- [Problem requirements]: Rewrite every line of the records below without the pictures, keeping all wording and numbers as they are except the point coordinates in the answers. Multiply each of those coordinates by 2.35 and round to the nearest whole number, with halves rounding up.

- [Information shown]:
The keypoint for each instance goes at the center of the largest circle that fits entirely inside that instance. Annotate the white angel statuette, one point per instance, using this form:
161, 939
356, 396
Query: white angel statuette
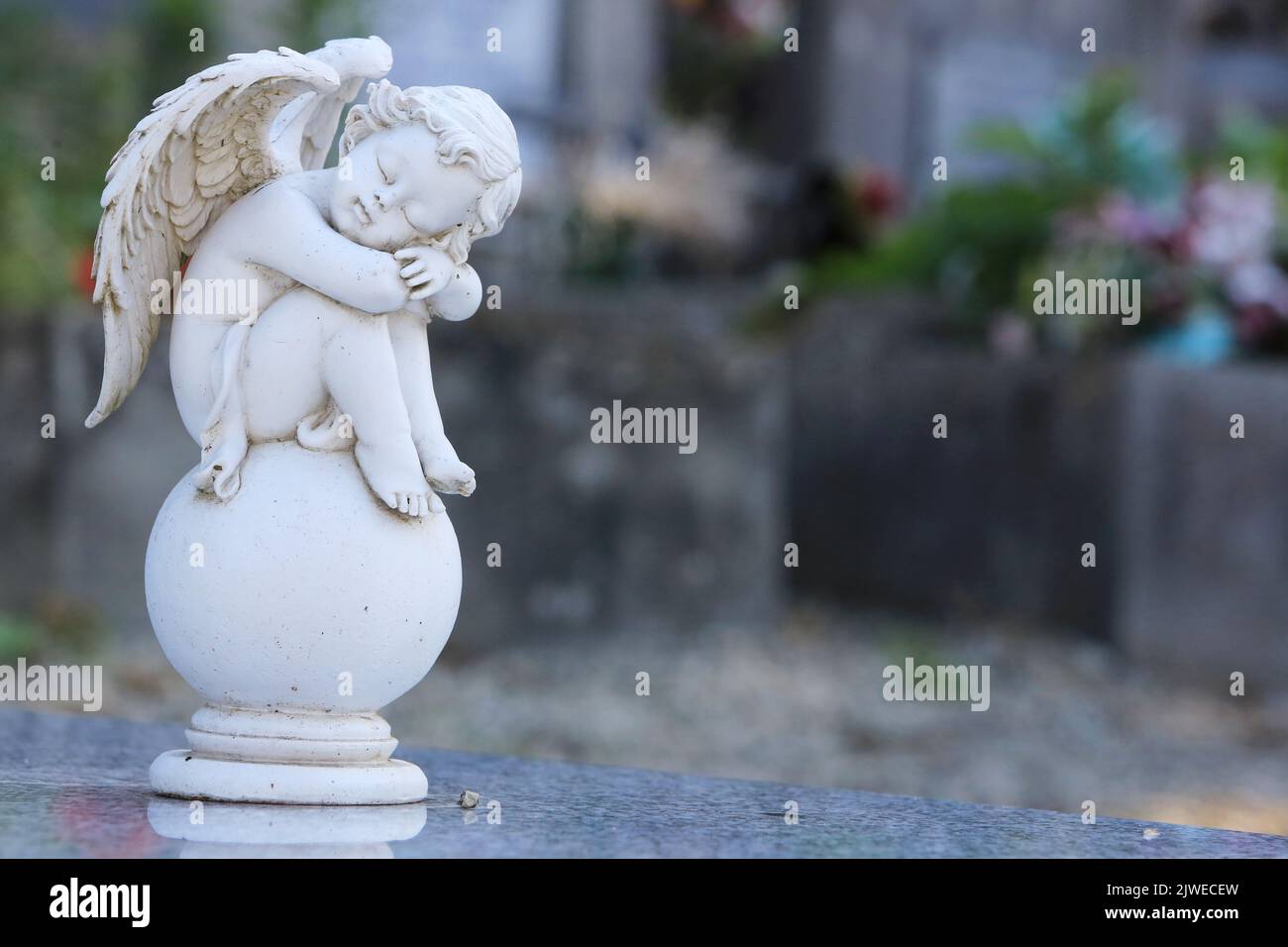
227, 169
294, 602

- [Full solution]:
The keypoint for each instance goes at the center of the largest circle that fits entirely inside that instance. Annotate the white angel statuette, one point per instance, using this form:
161, 939
356, 396
Query: white angel statuette
533, 397
691, 1415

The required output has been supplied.